Directions:
Reproduce the stretch of the listing below from the line containing "If you could tag the green foliage" through the end of the listing, keeping every line, and shift each coordinate in the answers by adding 87 to it.

Source records:
·····
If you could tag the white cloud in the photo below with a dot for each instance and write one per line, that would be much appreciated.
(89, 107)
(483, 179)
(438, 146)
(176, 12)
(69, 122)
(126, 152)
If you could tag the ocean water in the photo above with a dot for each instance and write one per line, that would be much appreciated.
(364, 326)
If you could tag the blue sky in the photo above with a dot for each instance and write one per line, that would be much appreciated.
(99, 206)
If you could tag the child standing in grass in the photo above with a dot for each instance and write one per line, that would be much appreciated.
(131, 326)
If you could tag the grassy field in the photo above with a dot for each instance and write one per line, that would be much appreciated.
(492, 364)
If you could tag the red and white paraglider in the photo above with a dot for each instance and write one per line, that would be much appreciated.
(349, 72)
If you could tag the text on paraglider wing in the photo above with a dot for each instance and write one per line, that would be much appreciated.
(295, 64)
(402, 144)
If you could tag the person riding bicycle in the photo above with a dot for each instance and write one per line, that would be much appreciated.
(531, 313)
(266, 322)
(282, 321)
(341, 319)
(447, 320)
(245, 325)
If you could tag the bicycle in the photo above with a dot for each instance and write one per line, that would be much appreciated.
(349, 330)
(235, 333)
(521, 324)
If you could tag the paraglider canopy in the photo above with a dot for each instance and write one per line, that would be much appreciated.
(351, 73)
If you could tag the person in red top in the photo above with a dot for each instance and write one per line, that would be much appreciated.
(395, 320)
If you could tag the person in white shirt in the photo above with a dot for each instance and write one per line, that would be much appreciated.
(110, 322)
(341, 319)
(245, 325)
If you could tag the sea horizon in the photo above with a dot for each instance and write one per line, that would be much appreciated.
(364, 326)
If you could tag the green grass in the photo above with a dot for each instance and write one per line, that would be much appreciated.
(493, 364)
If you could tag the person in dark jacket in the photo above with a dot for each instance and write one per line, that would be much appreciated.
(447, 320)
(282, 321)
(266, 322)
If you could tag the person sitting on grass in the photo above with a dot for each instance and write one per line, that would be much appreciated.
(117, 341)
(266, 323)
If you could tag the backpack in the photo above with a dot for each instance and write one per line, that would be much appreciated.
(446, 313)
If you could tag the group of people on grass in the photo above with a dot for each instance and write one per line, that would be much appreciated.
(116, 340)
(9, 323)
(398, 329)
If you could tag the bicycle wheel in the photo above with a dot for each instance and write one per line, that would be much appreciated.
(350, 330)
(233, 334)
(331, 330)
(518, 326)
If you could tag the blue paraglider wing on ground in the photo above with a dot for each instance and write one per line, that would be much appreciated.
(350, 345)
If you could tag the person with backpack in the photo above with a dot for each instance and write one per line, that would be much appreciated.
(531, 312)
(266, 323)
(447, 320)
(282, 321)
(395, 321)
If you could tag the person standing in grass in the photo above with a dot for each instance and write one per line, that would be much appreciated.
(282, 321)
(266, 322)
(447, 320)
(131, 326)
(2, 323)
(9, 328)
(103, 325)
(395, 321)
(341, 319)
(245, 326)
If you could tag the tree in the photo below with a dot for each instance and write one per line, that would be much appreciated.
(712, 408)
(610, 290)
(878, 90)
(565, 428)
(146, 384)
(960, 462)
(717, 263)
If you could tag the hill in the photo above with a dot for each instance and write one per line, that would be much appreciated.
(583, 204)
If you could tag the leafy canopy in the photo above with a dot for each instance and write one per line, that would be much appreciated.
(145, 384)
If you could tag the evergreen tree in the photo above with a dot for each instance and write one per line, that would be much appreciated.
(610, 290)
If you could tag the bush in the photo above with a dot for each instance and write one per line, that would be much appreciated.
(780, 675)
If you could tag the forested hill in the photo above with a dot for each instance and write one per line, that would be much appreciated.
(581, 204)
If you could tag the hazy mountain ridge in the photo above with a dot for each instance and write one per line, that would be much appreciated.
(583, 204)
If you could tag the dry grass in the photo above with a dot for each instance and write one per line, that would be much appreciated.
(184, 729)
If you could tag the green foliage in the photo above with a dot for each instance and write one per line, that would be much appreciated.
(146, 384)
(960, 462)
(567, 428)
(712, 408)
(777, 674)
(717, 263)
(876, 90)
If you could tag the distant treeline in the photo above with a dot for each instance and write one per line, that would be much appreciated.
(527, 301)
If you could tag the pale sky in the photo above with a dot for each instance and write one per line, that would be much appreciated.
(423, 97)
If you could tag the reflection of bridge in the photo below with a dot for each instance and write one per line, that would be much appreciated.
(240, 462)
·····
The solution:
If you could tag the green foliage in the photo above with a dot for each instance and write one per line, that would be much appreciated.
(233, 471)
(1047, 549)
(654, 515)
(799, 495)
(864, 761)
(804, 350)
(963, 177)
If you could tag the distant treeline in the photo above with a dot for each instance and write one per line, that would be much appreciated.
(614, 388)
If you could tag the pale sky in the photo above with a dot for each instance and write one per line, that would be much appreciated.
(510, 184)
If you could tag the reflection of bridge in the photo below with a dot for each instance and write one per line, that would be much appreciated.
(327, 549)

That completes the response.